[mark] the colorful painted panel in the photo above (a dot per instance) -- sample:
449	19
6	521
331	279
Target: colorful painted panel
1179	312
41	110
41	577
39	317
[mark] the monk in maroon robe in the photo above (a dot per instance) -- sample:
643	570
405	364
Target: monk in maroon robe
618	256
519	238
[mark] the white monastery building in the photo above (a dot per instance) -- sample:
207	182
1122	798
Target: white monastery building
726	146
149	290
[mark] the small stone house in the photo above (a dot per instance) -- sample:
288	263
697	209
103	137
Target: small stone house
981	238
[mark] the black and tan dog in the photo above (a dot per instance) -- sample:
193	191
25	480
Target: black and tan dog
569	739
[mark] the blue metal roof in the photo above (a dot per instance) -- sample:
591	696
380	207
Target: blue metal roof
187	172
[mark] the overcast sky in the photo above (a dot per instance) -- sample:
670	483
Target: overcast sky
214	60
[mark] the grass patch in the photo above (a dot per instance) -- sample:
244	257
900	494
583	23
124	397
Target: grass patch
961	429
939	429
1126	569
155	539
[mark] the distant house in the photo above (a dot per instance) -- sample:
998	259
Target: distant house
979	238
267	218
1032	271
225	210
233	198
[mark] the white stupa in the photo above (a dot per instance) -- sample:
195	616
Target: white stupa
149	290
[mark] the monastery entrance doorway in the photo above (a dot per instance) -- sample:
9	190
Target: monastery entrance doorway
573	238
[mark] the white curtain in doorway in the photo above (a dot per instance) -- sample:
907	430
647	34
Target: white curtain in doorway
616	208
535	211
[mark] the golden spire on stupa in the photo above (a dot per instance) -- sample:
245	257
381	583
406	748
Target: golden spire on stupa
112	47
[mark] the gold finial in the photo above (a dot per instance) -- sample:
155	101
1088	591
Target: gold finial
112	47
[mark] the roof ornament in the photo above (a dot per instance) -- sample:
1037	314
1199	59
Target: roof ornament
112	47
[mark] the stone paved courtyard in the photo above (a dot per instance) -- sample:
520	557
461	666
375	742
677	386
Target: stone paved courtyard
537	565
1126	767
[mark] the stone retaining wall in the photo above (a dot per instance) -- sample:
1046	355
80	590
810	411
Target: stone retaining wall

> **Required work**
Edit the records above so that every "Target" becomes "Label", and leave everything else unchanged.

> **Finished task**
[mark] the colorful painted panel in the photo above (a dot per instance) -- sample:
449	19
6	521
331	279
Label: colorful painted panel
1179	312
41	110
41	577
39	317
[mark] the monk in maroon robe in the photo above (a dot per instance) -- sample:
643	570
405	364
Label: monk in maroon robe
618	256
519	238
[mark] the white monastery building in the photo above (a dot per instance) -- sample:
207	182
1122	798
Label: white monastery building
726	146
149	290
[mark] the small stone house in the photo above (a dot per instance) -- sample:
288	263
697	209
103	137
Label: small stone house
981	238
[mark] the black and tan dog in the photo above (a dot per instance) -- sample:
193	191
25	480
Label: black and tan dog
569	739
[mark] the blue metal roof in the photo above (a dot per instance) -- sample:
591	696
380	207
Label: blue metal roof
187	172
[mark] the overcast sky in the photo above (a dot per instance) -- sample:
670	483
Label: overcast sky
214	60
[mark] the grass patch in the photo above (a dot per instance) -- sample:
244	257
900	494
583	23
124	397
Label: grass patch
961	429
939	429
1126	569
155	539
[mark] the distant house in the photo above (a dot per instance) -- sample:
998	259
Label: distant house
979	238
267	218
1032	271
225	210
233	198
[mark] the white stupa in the photo above (a dot per instance) -- sample:
195	616
Label: white stupa
149	290
[mark] the monastery entrance doorway in the photo above (a dot per instance) -- sample:
9	190
Label: monastery entrance doorway
573	238
[mark] the white curtain in doorway in the photo above (a dot per instance) -- sample:
907	430
647	34
Label: white curtain in doorway
616	208
535	211
[mark] the golden spire on stupa in the photo above (a dot per instance) -- sample:
245	257
381	583
406	748
Label: golden spire on stupa
112	47
[mark] the gold finial in the photo above (a dot per instance) -- sample:
155	101
1088	591
Label: gold finial
112	47
[mark] the roof ornament in the photo above (a dot per instance) -- sample:
1037	314
1199	59
Label: roof ornament
112	47
[mark] the stone paved courtyard in the photo above (a dot per instance) -- sample:
520	557
461	666
375	742
677	386
Label: stone paved courtyard
537	565
1126	767
[mark] the stone retaining wall in the photo above (a dot per instance) -- sample:
1046	355
80	590
810	411
Label: stone retaining wall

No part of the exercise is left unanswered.